§ **文書抜粋**
印刷用ページを表示する 掲載日:2011年3月21日

神奈川県箱根町長 山口昇士

 駅伝を讃えて
  若い豹は春の象徴
  君たちが走ると
  東海に春がよみがえる
  富士はおおらかに微笑み
  相模の海は夢多い調べをおくる
  君たちは意志と力の群像
  君たちは青春の花々
  赤や海老茶や紫が入りみだれて
  春のさきがけのテープを織りなす
  君たちは光のようにはつらつと走り
  町々を 並木を 野を 山を
  呼びさます 春のつばさ
  東京箱根間大学駅伝
  二日間のレースは
  二つないスポーツの交響楽
  自然の美とスポーツの美の
  明るく展ける新春のフィルム
  よろこびと涙を
  わかち合う二百二十キロ
  若い日の楽しい感激よ
              勝 承夫
これは富士山を臨む芦ノ湖畔箱根駅伝のゴール近くに建つ文字通り箱根駅伝を讃える碑である。今や国民的スポーツイベントになったともいえる箱根駅伝(正式には東京箱根間往復大学駅伝競走)。テレビの瞬間視聴率は30パーセントを超す。
さて、今年の第87回箱根駅伝はどうだったか、結果は皆さん先刻ご承知のこと。シード権を持つ東洋、駒澤、山梨学院、中央、東農、城西、早稲田、青山学院、日体、明治の10校に加え昨年10月、30余校の激戦を勝ち抜き出場権を得た拓殖、國學院、帝京、中央学院、上武、東海、日本、神奈川、専修と関東学連選抜の10校で競われた。
東洋大の三連覇成るか、出雲駅伝、全日本大学駅伝選手権に優勝し駅伝三冠がかかる早稲田大か。駅伝ファンならずとも例年以上に関心が集まる大会となった。果たして総合優勝したのは早稲田大学であった。
この箱根駅伝は標高差860メートルを上り下りする箱根山中が勝負どころである。数々のドラマが、そして番狂せがこの5区・6区で生まれた。時には雪降る中、時には強い風を受けながら、ひたすら襷を次に継ぐことだけを思い走る選手に、応援する人々は感動し、惜しみない声援を送ってきた。
箱根町では側面から箱根駅伝を支援させて頂いている。往路優勝チームには、国の伝統的工芸品に指定されている箱根寄木細工製の優勝トロフィーとメダルを授与している。加えて5区と6区の全校の選手の力走を讃え、写真パネルを贈呈している。
箱根の正月は駅伝からと言われるが、全町挙げて、選手、そして応援する観光客の皆さんを温かく迎え、もてなしている。この箱根駅伝からシチューパンという名物も生まれている。
小田原市の国道一号近くで生まれ育った私にとって、箱根駅伝は極く身近な存在であった。物心つく頃にはどこの大学が強い、あの選手は走りが良いと、大人に交じって評論家気取りであったし、冬休みには贔屓の大学のゼッケンを作り、家のまわりを駆け回るのが毎日の遊びであった。駅伝が近付くにつれ、毎年そのことが鮮明に甦る。
箱根駅伝は箱根町にとってなくてはならない、大事にしたいスポーツイベントである。テレビ、ラジオを通じて箱根という名前が全国に流れ、紙面を飾る。有難いことである。これからも出来る限りの支援をしていきたいと思う。

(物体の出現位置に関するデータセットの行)
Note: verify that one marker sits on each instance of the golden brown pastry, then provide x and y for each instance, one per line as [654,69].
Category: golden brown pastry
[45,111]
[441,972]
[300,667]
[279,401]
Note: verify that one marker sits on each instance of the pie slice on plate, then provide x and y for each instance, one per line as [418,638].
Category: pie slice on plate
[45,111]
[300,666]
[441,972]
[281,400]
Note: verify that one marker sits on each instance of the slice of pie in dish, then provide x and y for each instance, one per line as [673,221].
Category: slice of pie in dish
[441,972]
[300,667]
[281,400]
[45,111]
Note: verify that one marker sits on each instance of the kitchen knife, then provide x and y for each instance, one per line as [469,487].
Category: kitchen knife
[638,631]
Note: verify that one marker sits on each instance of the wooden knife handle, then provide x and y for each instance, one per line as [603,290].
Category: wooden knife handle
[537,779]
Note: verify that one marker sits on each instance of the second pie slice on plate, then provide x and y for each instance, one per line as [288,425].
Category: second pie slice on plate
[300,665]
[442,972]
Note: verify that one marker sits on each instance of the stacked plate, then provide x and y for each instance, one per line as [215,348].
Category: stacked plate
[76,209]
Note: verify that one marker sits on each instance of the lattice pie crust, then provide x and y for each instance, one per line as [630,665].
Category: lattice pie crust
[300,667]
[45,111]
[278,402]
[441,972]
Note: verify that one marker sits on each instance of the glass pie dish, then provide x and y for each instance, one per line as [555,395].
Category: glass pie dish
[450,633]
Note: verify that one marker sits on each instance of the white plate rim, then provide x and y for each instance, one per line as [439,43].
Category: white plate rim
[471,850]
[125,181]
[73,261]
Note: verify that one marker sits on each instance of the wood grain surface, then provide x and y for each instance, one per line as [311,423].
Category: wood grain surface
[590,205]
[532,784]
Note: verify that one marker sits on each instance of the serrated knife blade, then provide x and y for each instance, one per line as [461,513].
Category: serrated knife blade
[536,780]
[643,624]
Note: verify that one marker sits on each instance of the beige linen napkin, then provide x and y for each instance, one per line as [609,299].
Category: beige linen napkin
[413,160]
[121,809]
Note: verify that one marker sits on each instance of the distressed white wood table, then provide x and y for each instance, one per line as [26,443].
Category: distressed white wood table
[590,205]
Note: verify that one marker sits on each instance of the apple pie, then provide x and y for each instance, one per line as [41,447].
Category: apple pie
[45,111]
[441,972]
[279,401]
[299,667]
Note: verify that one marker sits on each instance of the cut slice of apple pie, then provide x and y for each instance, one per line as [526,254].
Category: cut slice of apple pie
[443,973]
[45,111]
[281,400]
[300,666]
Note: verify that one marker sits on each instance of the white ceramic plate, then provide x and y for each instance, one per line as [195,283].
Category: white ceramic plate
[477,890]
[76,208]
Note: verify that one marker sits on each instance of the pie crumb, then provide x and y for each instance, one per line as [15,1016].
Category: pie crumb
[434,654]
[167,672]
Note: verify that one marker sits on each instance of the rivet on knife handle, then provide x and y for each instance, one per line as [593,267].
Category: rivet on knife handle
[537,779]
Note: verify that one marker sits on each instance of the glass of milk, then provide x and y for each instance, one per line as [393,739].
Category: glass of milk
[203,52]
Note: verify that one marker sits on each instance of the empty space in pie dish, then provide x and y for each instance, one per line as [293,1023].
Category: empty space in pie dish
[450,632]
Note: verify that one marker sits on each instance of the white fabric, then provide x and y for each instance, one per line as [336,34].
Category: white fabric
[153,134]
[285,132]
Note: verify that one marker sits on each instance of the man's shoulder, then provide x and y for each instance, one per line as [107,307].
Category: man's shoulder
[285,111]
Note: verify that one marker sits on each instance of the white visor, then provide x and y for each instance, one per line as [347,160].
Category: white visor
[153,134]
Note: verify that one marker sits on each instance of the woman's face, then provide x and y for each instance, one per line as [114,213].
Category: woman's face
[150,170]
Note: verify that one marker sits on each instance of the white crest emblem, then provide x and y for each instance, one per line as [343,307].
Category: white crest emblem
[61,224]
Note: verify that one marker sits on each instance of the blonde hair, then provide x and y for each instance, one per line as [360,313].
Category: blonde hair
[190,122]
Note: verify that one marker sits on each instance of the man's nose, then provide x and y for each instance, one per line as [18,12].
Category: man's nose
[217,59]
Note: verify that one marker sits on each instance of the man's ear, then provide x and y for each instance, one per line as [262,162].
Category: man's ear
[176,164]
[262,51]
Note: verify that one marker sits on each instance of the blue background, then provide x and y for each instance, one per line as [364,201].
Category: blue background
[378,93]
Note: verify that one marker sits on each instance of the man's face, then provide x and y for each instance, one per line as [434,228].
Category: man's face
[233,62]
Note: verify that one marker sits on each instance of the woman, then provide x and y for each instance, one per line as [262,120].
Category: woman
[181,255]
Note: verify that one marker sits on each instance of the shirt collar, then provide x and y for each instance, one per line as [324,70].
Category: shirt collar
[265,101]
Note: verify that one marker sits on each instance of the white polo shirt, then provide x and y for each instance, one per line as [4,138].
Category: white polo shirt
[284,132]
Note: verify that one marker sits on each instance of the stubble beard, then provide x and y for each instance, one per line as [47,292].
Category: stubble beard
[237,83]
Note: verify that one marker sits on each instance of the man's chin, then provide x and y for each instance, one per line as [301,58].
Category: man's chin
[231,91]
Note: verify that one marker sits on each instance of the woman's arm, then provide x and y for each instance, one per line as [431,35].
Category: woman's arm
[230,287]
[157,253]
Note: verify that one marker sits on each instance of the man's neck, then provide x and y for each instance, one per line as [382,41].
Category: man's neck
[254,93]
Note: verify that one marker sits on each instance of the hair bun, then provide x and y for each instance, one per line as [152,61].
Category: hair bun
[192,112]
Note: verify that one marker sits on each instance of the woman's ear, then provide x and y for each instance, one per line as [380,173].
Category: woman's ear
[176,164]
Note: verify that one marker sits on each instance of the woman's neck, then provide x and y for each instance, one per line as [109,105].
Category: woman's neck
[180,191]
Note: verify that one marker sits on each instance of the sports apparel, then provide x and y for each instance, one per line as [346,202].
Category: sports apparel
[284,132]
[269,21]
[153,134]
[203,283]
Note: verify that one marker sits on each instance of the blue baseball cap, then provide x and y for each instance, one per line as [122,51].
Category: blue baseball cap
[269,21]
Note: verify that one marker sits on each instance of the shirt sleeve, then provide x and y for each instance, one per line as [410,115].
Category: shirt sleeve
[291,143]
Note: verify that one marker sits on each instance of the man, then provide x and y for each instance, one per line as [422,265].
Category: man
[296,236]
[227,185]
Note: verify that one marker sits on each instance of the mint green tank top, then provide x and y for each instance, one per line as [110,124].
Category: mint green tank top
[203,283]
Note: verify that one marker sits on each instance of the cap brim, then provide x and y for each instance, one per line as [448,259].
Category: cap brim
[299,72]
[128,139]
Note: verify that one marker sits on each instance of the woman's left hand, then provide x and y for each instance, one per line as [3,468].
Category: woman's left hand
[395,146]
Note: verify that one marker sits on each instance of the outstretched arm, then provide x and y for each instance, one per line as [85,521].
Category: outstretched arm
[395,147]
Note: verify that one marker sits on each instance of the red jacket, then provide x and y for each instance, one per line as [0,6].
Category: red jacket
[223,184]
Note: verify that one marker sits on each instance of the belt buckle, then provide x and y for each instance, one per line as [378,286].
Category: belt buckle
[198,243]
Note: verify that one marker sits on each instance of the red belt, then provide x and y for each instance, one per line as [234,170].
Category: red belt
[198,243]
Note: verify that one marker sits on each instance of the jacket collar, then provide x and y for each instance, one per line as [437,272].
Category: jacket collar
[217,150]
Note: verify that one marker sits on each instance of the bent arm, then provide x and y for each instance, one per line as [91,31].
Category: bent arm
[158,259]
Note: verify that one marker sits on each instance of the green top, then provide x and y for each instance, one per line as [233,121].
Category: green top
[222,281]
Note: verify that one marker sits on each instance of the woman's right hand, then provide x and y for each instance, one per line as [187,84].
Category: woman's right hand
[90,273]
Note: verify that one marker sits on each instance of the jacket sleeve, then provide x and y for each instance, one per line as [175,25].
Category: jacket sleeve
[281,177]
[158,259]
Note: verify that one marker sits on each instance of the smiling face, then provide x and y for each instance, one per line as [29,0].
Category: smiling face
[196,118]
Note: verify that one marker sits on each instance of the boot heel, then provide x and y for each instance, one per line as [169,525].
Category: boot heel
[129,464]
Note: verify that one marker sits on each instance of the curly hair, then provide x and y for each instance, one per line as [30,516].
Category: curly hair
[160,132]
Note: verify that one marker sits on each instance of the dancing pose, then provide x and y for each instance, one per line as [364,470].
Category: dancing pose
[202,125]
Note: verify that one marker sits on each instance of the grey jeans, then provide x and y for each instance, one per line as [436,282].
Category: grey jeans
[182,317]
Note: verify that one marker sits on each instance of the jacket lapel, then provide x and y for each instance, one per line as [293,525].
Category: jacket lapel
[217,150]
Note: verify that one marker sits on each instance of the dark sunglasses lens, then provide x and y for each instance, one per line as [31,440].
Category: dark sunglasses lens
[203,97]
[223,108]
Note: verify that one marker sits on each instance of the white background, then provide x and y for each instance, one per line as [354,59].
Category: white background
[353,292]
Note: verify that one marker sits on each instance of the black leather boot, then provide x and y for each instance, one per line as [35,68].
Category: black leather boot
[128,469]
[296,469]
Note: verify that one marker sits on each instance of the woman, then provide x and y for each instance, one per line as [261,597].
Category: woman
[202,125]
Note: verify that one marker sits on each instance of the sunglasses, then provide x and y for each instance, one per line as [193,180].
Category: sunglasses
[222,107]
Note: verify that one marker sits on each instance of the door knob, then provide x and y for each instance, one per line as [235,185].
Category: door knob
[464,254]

§ **課題**
箱根駅伝についての文章から、「箱根町では側面から箱根駅伝を」から「の支援をしていきたいと思う。」までを一字も変えずに引用してもらえますか？

§ **解答例**
箱根町では側面から箱根駅伝を支援させて頂いている。往路優勝チームには、国の伝統的工芸品に指定されている箱根寄木細工製の優勝トロフィーとメダルを授与している。加えて5区と6区の全校の選手の力走を讃え、写真パネルを贈呈している。
箱根の正月は駅伝からと言われるが、全町挙げて、選手、そして応援する観光客の皆さんを温かく迎え、もてなしている。この箱根駅伝からシチューパンという名物も生まれている。
小田原市の国道一号近くで生まれ育った私にとって、箱根駅伝は極く身近な存在であった。物心つく頃にはどこの大学が強い、あの選手は走りが良いと、大人に交じって評論家気取りであったし、冬休みには贔屓の大学のゼッケンを作り、家のまわりを駆け回るのが毎日の遊びであった。駅伝が近付くにつれ、毎年そのことが鮮明に甦る。
箱根駅伝は箱根町にとってなくてはならない、大事にしたいスポーツイベントである。テレビ、ラジオを通じて箱根という名前が全国に流れ、紙面を飾る。有難いことである。これからも出来る限りの支援をしていきたいと思う。